_ACTIVITY_: Copy each line from the records below in which the word "parked" is found.

========================================================================

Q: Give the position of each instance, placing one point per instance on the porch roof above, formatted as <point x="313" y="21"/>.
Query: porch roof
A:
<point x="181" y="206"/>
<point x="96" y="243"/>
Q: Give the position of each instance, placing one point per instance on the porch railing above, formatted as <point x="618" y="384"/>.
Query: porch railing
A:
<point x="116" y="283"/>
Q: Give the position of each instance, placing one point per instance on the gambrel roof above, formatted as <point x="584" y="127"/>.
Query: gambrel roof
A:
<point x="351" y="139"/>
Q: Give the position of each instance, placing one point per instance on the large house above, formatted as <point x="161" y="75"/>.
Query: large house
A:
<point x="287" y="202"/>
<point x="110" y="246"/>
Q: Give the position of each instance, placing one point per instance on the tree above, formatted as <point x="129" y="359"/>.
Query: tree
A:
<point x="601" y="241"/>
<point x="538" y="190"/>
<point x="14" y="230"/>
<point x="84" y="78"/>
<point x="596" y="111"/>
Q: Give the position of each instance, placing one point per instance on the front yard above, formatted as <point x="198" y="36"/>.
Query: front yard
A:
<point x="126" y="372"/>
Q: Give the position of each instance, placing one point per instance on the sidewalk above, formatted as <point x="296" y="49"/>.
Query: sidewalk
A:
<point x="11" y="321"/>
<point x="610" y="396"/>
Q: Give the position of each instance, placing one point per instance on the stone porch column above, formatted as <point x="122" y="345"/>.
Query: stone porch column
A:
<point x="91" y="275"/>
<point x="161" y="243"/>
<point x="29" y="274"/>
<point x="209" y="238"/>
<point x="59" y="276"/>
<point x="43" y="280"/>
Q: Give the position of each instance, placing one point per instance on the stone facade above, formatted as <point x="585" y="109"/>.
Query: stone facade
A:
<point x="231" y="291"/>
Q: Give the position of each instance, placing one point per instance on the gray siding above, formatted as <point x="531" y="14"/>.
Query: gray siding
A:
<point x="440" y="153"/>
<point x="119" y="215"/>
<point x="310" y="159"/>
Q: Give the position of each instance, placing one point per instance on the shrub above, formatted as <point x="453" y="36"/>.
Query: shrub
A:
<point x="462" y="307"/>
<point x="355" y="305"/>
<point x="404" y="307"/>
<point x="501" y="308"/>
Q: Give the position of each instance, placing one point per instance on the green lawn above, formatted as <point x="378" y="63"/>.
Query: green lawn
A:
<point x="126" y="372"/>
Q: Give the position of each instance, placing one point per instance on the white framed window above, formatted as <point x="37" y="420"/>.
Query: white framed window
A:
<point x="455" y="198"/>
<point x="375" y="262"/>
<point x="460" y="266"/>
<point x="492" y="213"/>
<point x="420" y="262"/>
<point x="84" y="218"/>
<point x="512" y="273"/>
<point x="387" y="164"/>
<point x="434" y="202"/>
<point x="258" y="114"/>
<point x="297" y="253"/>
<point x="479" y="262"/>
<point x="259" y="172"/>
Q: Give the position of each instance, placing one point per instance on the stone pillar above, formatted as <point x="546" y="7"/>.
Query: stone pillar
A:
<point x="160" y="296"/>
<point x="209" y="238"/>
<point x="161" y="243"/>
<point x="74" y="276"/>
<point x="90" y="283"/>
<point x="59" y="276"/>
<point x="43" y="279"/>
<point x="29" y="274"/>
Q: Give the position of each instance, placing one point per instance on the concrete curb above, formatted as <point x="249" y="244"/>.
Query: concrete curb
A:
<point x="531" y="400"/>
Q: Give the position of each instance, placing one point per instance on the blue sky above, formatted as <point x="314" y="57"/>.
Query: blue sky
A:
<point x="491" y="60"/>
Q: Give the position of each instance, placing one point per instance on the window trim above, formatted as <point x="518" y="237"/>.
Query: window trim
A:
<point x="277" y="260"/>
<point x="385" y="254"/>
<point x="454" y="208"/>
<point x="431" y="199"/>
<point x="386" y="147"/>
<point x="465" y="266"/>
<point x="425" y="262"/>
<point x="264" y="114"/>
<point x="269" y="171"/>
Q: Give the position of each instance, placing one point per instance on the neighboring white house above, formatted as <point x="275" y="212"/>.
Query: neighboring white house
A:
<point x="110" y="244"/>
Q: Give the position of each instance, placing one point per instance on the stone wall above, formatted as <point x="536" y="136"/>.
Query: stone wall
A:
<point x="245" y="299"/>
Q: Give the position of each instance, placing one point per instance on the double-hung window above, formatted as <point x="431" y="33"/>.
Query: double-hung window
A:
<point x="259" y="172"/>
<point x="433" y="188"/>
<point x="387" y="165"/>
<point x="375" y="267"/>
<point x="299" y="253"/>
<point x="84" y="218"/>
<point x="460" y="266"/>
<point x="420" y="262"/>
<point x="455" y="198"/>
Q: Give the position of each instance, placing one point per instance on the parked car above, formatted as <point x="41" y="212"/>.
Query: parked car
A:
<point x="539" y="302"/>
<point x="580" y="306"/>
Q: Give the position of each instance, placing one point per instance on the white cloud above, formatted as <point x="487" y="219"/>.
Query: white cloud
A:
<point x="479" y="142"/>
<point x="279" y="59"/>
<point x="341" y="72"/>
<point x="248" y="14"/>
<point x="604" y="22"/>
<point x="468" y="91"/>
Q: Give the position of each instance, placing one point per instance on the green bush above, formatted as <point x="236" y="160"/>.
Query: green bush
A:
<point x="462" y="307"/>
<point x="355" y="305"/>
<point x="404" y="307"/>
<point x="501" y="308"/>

========================================================================

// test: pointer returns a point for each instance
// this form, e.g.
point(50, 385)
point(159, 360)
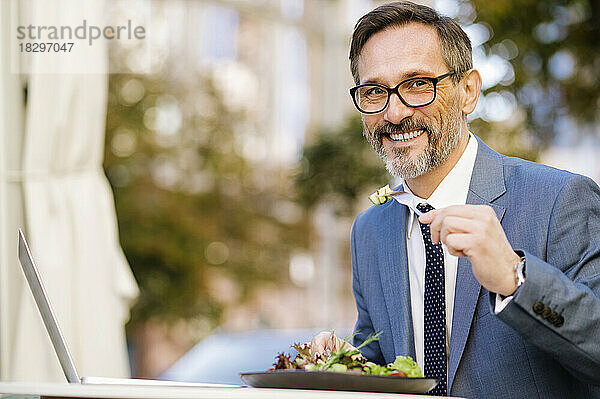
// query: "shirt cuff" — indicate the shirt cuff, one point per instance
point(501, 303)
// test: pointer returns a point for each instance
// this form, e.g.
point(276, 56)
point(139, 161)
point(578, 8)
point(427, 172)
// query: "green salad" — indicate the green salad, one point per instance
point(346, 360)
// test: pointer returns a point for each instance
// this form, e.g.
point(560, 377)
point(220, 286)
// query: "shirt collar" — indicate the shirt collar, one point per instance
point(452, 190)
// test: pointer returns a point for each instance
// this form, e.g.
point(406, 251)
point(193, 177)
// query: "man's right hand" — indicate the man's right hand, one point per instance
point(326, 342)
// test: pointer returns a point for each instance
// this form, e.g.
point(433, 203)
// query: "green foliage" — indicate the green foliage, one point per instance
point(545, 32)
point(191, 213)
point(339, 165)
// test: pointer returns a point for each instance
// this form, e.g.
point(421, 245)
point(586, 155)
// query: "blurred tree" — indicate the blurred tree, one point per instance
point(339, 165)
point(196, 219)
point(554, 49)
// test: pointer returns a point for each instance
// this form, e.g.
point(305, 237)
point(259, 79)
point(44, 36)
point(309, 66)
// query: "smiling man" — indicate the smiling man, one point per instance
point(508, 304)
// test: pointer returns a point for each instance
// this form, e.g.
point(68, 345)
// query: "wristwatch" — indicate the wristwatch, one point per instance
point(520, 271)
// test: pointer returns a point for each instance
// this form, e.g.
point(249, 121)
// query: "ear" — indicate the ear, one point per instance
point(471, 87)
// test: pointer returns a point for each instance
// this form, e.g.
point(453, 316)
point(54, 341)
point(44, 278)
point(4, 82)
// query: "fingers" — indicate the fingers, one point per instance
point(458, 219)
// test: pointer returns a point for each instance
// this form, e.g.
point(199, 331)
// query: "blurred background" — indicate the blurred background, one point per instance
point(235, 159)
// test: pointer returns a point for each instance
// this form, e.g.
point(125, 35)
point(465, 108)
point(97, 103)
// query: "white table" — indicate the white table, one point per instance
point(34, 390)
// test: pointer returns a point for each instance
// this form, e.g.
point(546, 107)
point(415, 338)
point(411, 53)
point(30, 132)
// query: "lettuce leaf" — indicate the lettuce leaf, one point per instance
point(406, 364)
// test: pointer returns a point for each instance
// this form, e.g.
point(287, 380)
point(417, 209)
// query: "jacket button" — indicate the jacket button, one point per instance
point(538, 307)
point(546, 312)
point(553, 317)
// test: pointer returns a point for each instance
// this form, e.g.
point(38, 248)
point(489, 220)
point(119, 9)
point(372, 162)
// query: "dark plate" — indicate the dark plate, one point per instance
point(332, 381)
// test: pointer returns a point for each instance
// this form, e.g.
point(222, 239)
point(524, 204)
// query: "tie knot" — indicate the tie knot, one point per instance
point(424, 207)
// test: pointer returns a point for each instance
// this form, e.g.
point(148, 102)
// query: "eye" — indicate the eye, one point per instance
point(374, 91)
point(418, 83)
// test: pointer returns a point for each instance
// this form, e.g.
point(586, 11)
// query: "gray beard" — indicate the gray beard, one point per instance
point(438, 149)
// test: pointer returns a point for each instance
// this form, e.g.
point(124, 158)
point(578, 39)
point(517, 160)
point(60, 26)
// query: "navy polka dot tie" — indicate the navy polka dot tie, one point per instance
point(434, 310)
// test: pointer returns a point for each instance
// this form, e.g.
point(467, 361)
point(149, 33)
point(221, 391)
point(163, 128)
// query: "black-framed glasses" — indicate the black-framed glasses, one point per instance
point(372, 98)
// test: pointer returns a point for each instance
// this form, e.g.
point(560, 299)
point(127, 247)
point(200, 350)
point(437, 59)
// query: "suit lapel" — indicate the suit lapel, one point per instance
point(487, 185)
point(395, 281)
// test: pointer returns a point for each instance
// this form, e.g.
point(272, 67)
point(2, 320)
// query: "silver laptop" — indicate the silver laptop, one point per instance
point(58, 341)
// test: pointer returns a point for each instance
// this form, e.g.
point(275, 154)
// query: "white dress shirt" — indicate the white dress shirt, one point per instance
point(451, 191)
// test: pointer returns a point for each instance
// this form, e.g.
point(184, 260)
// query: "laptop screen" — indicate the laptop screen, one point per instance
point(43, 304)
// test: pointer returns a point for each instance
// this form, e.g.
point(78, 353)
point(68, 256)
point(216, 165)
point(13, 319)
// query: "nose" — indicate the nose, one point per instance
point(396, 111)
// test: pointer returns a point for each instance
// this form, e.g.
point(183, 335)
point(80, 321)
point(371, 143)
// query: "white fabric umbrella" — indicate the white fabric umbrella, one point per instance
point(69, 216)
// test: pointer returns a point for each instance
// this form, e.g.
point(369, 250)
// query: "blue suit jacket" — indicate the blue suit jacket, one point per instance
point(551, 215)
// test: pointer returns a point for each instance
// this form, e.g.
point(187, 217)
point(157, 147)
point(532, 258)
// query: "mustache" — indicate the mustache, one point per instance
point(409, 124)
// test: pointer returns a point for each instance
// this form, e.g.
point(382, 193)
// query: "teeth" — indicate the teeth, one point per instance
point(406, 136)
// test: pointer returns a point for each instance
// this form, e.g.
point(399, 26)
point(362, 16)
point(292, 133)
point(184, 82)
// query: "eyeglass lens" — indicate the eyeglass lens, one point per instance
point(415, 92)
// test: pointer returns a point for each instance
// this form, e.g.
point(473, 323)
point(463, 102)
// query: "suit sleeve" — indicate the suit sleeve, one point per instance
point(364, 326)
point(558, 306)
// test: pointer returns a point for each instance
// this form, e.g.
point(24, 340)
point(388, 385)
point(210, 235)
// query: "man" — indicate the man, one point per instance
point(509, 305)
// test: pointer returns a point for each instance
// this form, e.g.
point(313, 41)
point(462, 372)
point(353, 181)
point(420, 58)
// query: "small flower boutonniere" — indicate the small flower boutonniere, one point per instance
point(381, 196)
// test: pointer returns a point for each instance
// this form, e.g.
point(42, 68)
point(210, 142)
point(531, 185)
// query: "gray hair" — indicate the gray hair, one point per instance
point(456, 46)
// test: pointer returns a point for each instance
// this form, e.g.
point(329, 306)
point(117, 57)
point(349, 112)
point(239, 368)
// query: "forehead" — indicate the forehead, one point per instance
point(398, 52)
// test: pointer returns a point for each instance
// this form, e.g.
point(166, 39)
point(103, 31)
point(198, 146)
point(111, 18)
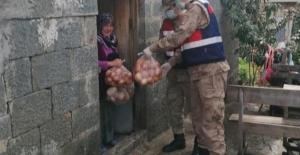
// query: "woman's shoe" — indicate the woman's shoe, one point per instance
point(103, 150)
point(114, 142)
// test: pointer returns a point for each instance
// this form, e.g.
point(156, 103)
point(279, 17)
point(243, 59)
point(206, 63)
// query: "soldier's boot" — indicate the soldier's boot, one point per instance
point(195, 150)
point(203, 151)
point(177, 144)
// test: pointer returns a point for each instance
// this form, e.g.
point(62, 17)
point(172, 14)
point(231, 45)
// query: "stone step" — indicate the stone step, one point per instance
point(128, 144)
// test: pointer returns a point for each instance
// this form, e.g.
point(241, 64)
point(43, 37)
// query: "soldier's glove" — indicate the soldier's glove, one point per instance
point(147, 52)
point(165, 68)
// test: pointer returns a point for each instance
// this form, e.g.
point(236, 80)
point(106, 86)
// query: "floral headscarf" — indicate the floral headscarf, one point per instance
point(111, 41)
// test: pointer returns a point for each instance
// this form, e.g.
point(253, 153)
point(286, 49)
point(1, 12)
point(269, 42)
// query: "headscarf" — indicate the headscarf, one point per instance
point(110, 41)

========================================================================

_RESPONSE TO THIS EXERCISE_:
Q: Give the position of each instance, placing one point per instance on the parked car above, formatted as <point x="41" y="212"/>.
Query: parked car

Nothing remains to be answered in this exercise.